Directive:
Turn all the lines of the records below into one numbered list, one line per item, and leave out any blank lines.

Dataset excerpts:
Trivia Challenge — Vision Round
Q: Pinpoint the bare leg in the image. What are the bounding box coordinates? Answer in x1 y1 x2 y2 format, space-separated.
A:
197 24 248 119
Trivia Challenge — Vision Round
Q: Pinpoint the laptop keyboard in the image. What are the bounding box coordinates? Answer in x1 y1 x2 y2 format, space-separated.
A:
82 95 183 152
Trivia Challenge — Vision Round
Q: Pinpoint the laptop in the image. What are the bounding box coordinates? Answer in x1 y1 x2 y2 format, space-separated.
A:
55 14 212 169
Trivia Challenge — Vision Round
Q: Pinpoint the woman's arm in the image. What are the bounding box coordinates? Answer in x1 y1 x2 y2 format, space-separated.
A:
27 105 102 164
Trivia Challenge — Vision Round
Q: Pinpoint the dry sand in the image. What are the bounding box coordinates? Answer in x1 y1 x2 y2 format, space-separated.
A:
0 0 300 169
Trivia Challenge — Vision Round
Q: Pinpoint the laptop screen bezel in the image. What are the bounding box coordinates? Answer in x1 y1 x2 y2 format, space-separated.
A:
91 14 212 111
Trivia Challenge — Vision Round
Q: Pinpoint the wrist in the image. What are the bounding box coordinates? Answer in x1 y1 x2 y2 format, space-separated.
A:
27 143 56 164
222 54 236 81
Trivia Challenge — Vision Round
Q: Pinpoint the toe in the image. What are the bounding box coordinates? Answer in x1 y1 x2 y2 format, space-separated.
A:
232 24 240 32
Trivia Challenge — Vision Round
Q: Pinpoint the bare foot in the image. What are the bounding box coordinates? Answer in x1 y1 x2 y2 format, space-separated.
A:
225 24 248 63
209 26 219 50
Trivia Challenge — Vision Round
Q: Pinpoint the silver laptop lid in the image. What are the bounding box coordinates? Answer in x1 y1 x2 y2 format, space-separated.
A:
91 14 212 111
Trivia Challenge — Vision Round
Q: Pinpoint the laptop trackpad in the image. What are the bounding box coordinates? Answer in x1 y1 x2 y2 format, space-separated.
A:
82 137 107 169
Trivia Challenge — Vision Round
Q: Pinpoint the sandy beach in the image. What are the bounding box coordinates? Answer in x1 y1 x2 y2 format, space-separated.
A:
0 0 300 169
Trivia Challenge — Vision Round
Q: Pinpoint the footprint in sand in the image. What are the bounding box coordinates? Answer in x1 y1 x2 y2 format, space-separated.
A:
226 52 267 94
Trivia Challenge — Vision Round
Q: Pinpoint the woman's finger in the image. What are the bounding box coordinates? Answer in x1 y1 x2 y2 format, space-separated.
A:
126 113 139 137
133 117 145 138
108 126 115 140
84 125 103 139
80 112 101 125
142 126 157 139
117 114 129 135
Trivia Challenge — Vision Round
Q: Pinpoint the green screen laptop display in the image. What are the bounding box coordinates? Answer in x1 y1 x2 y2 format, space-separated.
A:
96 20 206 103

Worked solution:
1. Trivia Challenge — Vision Round
2. Q: Pinpoint the bare leg in the image. What are the bounding box coordinates? Answer in x1 y1 x2 y2 format, space-separated.
3. A:
4. 197 24 248 119
5. Trivia Challenge — Vision Round
6. Q: Pinpoint the laptop keyboard in the image. What are the bounding box coordinates? Answer in x1 y1 x2 y2 format, space-separated.
7. A:
8. 82 95 183 152
9. Trivia Challenge — Vision Round
10. Q: Pinpoint the laptop in the image. What are the bounding box coordinates? Answer in x1 y1 x2 y2 format, space-separated.
11. A:
12. 55 14 212 169
13. Trivia Challenge — Vision Round
14. Q: Pinpoint the woman's arm in the image. What are the bounding box coordinates? Answer in x1 y1 x2 y2 format, space-separated.
15. A:
16. 27 105 102 164
17. Trivia Challenge — Vision Round
18. Q: Pinpoint the dry sand in the image. What are the bounding box coordinates? Answer in x1 y1 x2 y2 format, space-separated.
19. A:
20. 0 0 300 169
21. Trivia Challenge — Vision Round
22. Q: Pinpoint the laptop screen bezel in the image. What are the bounding box coordinates? Answer in x1 y1 x2 y2 format, space-separated.
23. A:
24. 91 14 212 111
25. Trivia Challenge — Vision Round
26. Q: Pinpoint the wrist in the image. What are the bounding box coordinates? Answer in x1 y1 x2 y2 format, space-separated.
27. A:
28. 27 143 56 164
29. 222 54 236 81
30. Trivia Challenge — Vision Round
31. Q: Pinpoint the toe in the image. What are the bounding box coordinates? Answer in x1 y1 x2 y2 format, space-separated.
32. A:
33. 232 24 240 32
34. Trivia Challenge — Vision Round
35. Q: Pinpoint the bare foot in the image. What are the bounding box coordinates? Answer in x1 y1 x2 y2 format, space-separated.
36. A:
37. 225 24 248 63
38. 209 26 219 50
39. Trivia Challenge — Vision Round
40. Q: Pinpoint the silver laptop lid in the image. What are the bounding box coordinates? Answer in x1 y1 x2 y2 format, space-separated.
41. A:
42. 91 14 212 111
43. Trivia Challenge — Vision Round
44. Q: Pinpoint the laptop trackpad in the image. What are the bounding box coordinates? Answer in x1 y1 x2 y2 format, space-separated.
45. A:
46. 82 137 107 169
47. Trivia Challenge — Vision Round
48. Q: Pinpoint the sandy beach in the image. What are the bounding box coordinates? Answer in x1 y1 x2 y2 format, space-separated.
49. A:
50. 0 0 300 169
51. Trivia Challenge — Vision Round
52. Q: Pinpoint the footprint in sand in the image. What are the bounding box coordinates? Answer in x1 y1 x2 y2 format, space-separated.
53. A:
54. 226 52 267 94
55. Trivia Challenge — Vision Round
56. Q: Pinpoint the woman's finger in the image. What are the bounding box coordinates? Answer in x1 y1 x2 y2 format, space-separated.
57. A:
58. 126 113 139 137
59. 133 117 145 138
60. 108 126 115 140
61. 84 125 103 139
62. 80 112 101 125
63. 142 126 157 139
64. 117 114 129 135
65. Trivia Challenge — Vision Round
66. Q: Pinpoint the green screen laptop display in the image. What are the bounding box coordinates? Answer in x1 y1 x2 y2 format, space-separated.
67. A:
68. 96 20 206 103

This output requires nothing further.